* GIVEN TASK *
Beginning at the line that contains "Please identify the mountain in", reproduce every line to the end of the material without changing any of them.

[BEGIN RAW RECORDS]

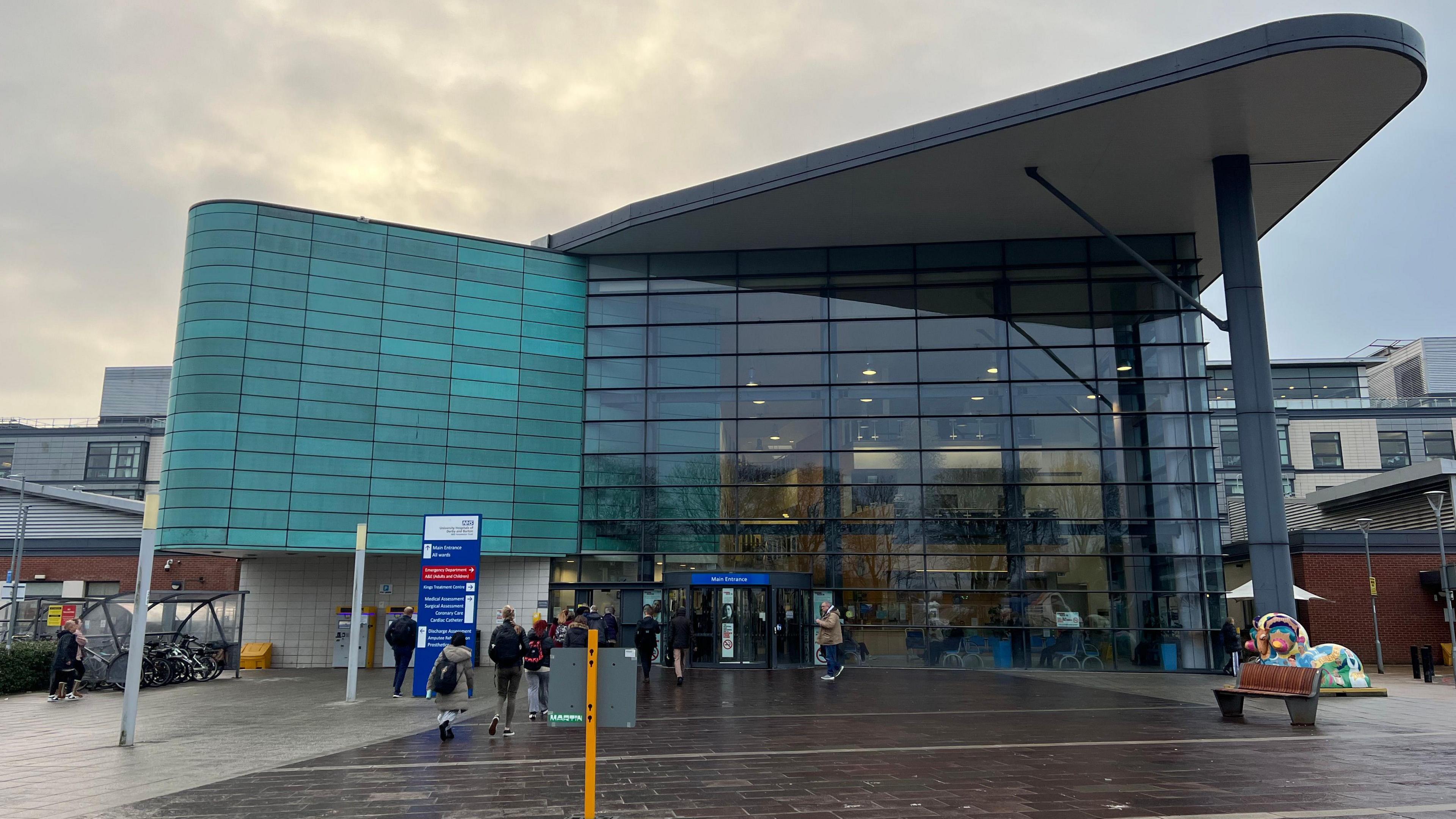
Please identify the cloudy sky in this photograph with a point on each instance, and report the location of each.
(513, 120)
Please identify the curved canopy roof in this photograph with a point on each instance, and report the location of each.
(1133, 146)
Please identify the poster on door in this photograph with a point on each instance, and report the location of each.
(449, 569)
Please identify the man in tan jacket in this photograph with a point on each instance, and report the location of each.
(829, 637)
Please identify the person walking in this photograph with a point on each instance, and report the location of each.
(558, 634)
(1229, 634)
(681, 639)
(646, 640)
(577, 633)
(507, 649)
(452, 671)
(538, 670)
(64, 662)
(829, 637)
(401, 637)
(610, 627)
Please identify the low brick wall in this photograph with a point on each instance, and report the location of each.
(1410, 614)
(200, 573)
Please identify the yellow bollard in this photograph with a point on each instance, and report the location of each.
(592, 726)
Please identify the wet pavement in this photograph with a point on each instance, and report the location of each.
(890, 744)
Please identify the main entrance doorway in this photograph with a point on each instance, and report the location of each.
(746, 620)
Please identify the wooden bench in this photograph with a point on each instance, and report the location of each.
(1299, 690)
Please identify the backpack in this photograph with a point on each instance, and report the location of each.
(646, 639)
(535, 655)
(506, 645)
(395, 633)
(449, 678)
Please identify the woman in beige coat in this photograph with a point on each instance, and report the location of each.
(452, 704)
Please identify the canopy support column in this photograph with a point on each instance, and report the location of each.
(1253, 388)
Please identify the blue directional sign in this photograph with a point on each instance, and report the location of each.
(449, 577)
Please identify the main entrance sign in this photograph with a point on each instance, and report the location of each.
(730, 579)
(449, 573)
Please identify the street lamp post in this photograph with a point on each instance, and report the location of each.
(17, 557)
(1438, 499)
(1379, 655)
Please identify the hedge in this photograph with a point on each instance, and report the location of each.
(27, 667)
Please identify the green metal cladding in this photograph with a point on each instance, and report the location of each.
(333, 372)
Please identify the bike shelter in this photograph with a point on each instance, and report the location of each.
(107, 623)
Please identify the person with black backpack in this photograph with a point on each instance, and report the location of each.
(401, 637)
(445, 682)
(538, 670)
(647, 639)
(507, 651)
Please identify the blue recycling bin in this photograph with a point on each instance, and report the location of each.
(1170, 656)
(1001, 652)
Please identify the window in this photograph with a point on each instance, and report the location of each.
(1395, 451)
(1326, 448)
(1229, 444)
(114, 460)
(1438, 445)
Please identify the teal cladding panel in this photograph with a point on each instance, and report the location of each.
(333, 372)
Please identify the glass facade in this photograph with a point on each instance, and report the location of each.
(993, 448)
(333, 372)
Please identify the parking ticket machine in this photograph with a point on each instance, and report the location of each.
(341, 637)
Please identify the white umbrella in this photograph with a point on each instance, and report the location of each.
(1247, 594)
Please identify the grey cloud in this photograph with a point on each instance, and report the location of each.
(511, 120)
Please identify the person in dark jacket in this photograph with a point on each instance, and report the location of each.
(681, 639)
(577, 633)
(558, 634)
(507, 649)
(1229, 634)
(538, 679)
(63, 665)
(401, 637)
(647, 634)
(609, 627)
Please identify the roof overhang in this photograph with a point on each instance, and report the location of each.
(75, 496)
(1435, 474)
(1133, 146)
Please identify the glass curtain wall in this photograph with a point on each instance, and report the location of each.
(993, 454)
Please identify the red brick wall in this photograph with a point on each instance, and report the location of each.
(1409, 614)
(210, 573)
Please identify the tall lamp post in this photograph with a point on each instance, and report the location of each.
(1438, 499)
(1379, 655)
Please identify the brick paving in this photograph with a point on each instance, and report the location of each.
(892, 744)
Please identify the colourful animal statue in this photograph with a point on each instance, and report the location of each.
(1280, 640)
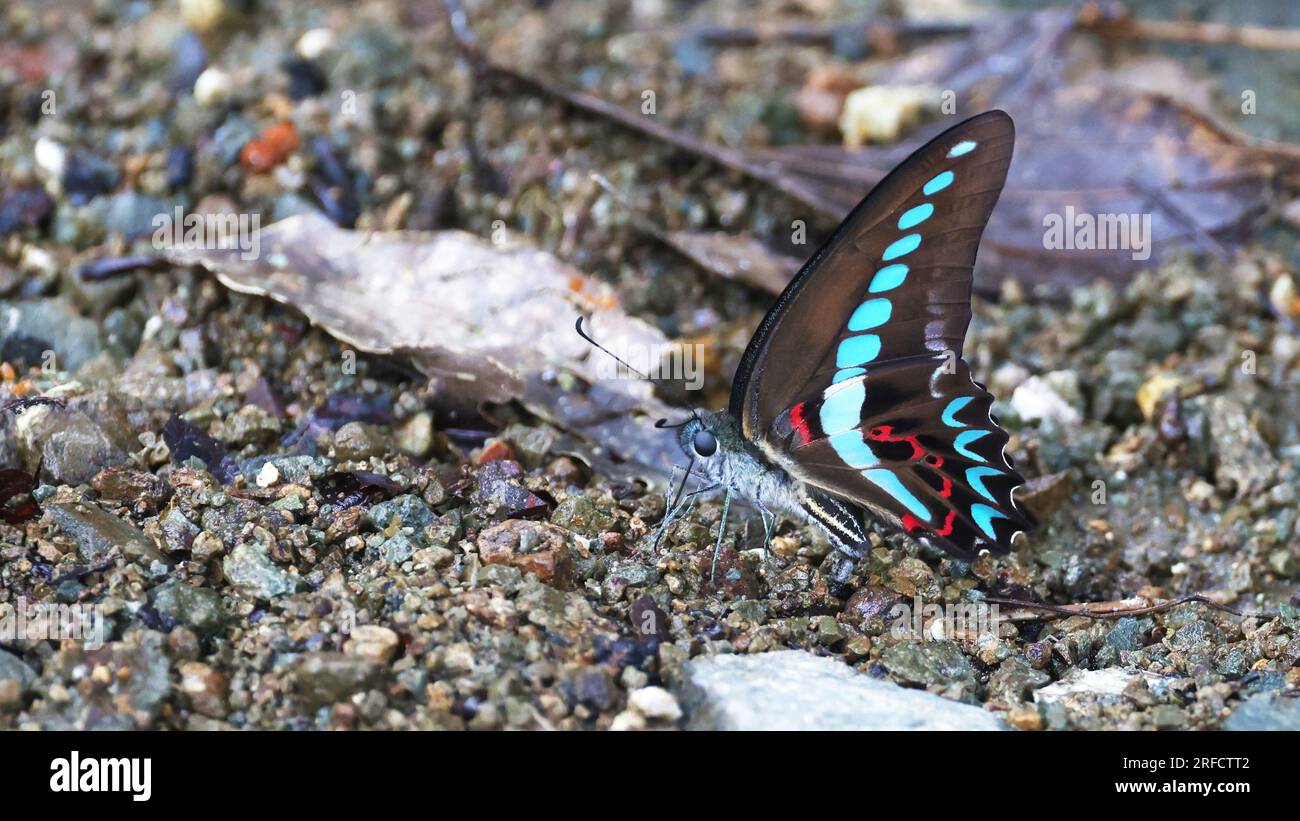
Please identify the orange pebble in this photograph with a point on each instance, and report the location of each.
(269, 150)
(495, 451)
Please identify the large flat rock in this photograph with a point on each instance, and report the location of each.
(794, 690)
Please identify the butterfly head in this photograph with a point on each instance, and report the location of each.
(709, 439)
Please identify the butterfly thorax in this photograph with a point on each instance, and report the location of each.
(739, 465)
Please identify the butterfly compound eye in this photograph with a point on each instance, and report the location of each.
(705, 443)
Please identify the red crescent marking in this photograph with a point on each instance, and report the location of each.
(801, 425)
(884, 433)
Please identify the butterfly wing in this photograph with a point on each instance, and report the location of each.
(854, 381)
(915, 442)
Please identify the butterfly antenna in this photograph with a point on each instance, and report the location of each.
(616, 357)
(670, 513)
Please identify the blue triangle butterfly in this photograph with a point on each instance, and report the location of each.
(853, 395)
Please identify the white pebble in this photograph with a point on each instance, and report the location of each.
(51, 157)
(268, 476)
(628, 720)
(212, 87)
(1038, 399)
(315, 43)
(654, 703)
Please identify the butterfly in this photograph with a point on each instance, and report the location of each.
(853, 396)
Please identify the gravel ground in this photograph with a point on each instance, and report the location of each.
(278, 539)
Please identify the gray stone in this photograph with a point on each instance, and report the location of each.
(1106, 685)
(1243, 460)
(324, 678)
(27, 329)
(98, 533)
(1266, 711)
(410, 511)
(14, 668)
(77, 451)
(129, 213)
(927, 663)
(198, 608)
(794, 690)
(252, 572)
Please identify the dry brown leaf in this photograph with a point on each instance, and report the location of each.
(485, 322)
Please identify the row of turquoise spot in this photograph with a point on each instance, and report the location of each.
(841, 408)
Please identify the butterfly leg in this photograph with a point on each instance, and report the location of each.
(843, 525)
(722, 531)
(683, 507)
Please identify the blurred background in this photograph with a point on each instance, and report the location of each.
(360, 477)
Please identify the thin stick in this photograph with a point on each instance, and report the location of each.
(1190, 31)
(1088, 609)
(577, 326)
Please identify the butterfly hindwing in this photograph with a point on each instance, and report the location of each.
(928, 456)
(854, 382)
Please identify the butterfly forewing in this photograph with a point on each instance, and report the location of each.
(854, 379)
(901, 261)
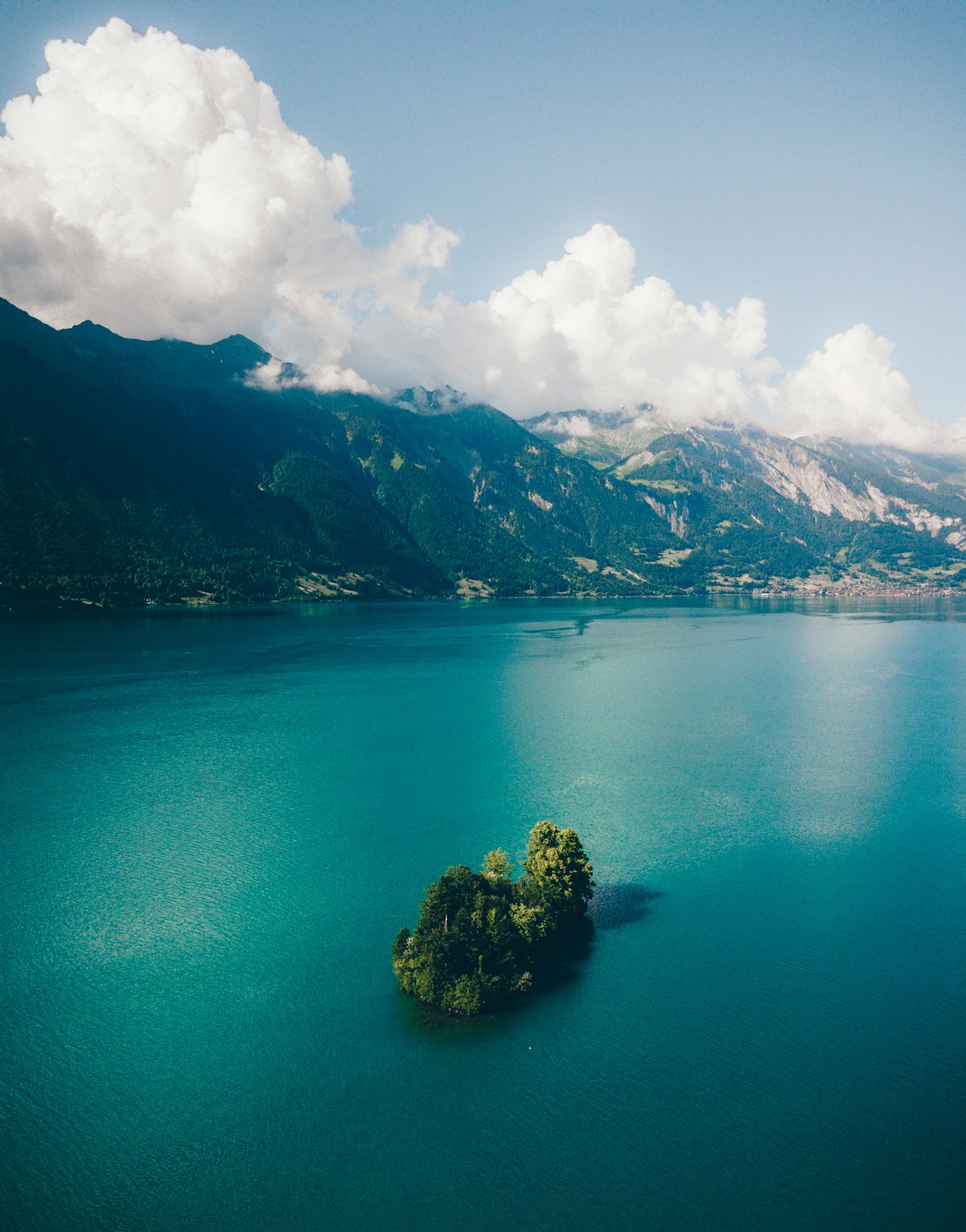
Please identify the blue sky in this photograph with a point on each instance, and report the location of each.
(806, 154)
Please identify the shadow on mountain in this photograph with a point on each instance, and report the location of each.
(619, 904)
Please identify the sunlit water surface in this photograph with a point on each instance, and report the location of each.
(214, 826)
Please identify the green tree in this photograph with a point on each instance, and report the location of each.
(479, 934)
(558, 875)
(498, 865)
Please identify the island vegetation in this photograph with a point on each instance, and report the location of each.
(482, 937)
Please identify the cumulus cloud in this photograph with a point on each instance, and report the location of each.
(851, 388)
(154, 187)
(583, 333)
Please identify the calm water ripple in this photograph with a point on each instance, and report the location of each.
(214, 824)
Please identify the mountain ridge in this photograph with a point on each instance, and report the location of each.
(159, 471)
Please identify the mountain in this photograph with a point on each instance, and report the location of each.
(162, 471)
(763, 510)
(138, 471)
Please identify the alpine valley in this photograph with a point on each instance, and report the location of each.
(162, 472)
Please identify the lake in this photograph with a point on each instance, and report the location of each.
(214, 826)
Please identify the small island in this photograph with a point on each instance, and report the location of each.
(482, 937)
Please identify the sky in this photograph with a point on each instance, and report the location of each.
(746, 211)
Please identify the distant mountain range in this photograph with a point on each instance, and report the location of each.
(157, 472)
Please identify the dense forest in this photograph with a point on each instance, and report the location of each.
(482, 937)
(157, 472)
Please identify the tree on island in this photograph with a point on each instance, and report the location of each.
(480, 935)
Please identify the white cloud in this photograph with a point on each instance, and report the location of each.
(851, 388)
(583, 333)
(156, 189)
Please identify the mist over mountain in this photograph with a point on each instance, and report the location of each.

[END RAW RECORDS]

* THE OUTPUT *
Please identify the mountain in this photograph with a point on each instance, and report the location of each.
(162, 471)
(763, 510)
(138, 471)
Please identify the alpine valley in this photograph with a point on each instance, and report the location of each.
(162, 472)
Please identify the lake in this photograph with a point on each instance, and report the location of each.
(214, 826)
Please identify the small island in this photograph with a point on each instance, and report the location of each.
(482, 937)
Please identify the sky in this photograph with a point on each instance, and report the location of each.
(746, 211)
Please identify the distant mountain range in this photograph with a point on each instance, and report the location of each.
(157, 472)
Please identify the dense forest in this photograph with a point on each instance, and report the location of each.
(482, 937)
(157, 472)
Please identify the tree on island in this photograph with a point on each instance, and report the location of each.
(480, 935)
Please identify the white cloud in this photograph with a point on each instance, and report the location of each.
(851, 388)
(583, 333)
(156, 189)
Please identify the mist over mountain in this photograph with a point on each instance, and report the location of each.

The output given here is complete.